### THE TASKS
1. From the forum thread, list every financial difficulty the borrower is said to have faced over the term of the loan.
2. Switch "Target" to "Object" in the entries from the start of the entries through the line containing "[[77, 159]]", and leave everything else unchanged.

### PAGE EXTRACT
_ _ _ _ _ _ _

# CU won't accept a lump-sum in full settlement of a guaranteed loan



## brady.ie (9 Nov 2016)

Hi,
Apologies in advance for a long post and I hope this makes sense.

Borrower had a credit union loan granted in 2007 over a term of 10 years (120 monthly repayments). 
Loan amount was for circa €50k.
As per initial Credit agreement total amount repayable was:
       Loan amount ~50K plus cost of loan ~28K. Total ~€78K.

Over the term of the loan the borrower has had various financial difficulties: - unpaid maternity leave, being let go from job, reduced wages, childcare costs etc. Following consultation with the CU they agreed to reduced payments on the loan. 
After years of unimproved financial circumstances the CU has used borrowers share balance to clear arrears on the loan and have recently stopped charging interest.

Borrower's partner is now being made redundant. With the redundancy payment they wish to clear their debts. Contact was made with CU to explain position and try to agree a figure to close the account. 
Total repayments on loan so far are ~€55k. Borrower offered to pay CU €23K (to repay to the total loan as per the Initial Credit agreement) and within the 10 year term of the loan.
CU are looking for €31K due to interest accrued due to non payment of full payment installments during the course of the loan. 

Does the borrower have any grounds for seeking to only pay the €23k outstanding as per the initial agreement? The Borrower's partners redundancy will not cover €31k that the CU are looking for. The CU have said that they will accept the €23k but there will be an outstanding loan of €8k which will still need to be repaid.

Borrower feels that since the Total Amount Repayable as per the Initial Credit agreement is being paid and within the Period of the agreement (albeit not as per the repayment schedule agreed) that this should suffice.

Any thoughts welcome.


----------



## Brendan Burgess (9 Nov 2016)

brady.ie said:


> Does the borrower have any grounds for seeking to only pay the €23k outstanding as per the initial agreement?



No, this is not a valid argument.  That figure represents the interest you would have paid had you met all your repayments on time. You didn't do so. Therefore, your balance was higher so you were, correctly, charged more interest. 

Are you insolvent?   Do you have a home or mortgage?   If you are insolvent, there isn't much that the credit union can do about it. You should consider bankruptcy and the CU will get nothing. 

Alternatively, you should consider a Personal Insolvency Arrangement. 

Your partner should only get involved if you are getting a huge write-down. 

Brendan


----------



## elcato (9 Nov 2016)

Well I would make an offer of the 23k as you outlined and as a final offer. Remember the partner did not get the loan and it seems to me the CU are just trying to squeeze as much as they can.


----------



## brady.ie (9 Nov 2016)

Hi Brendan, thanks for the reply.

Both the borrower and partner own a house together (in negative equity of about €70k). A mortgage reschedule has been arranged and full repayments are being made.
In relation to the CU loan, the borrowers mother is a guarantor on the loan and she has been refused access to her account due to the outstanding debt on the loan.

_ _ _ _ _ _ _

### EXERCISE MATERIAL
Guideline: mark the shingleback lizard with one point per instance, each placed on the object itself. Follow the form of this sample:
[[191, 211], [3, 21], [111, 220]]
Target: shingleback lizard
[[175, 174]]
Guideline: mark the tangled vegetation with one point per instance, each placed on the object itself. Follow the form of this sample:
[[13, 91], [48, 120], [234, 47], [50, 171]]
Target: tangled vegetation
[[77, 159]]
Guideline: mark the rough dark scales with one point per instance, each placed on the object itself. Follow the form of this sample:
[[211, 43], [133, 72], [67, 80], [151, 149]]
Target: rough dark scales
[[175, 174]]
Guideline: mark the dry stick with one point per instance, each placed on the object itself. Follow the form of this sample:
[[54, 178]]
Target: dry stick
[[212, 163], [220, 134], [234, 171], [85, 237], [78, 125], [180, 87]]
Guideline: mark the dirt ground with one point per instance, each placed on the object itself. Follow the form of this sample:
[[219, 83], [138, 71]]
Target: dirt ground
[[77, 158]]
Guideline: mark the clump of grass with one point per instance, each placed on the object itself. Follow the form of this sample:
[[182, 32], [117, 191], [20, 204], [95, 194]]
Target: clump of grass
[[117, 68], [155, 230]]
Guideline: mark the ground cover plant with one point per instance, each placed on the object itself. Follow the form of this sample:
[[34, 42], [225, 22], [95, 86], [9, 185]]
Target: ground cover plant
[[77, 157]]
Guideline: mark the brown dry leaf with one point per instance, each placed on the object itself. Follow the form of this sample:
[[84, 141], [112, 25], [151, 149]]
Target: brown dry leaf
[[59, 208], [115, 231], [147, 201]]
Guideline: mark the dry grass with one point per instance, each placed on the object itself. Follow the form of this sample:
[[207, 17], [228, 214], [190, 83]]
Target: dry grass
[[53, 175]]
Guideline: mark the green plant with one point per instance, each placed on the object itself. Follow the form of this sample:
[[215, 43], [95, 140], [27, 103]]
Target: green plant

_ _ _ _ _ _ _

### SOLUTIONS TO THE PROBLEMS
1.
- unpaid maternity leave
- being let go from job
- reduced wages
- childcare costs

2.
Guideline: mark the shingleback lizard with one point per instance, each placed on the object itself. Follow the form of this sample:
[[191, 211], [3, 21], [111, 220]]
Object: shingleback lizard
[[175, 174]]
Guideline: mark the tangled vegetation with one point per instance, each placed on the object itself. Follow the form of this sample:
[[13, 91], [48, 120], [234, 47], [50, 171]]
Object: tangled vegetation
[[77, 159]]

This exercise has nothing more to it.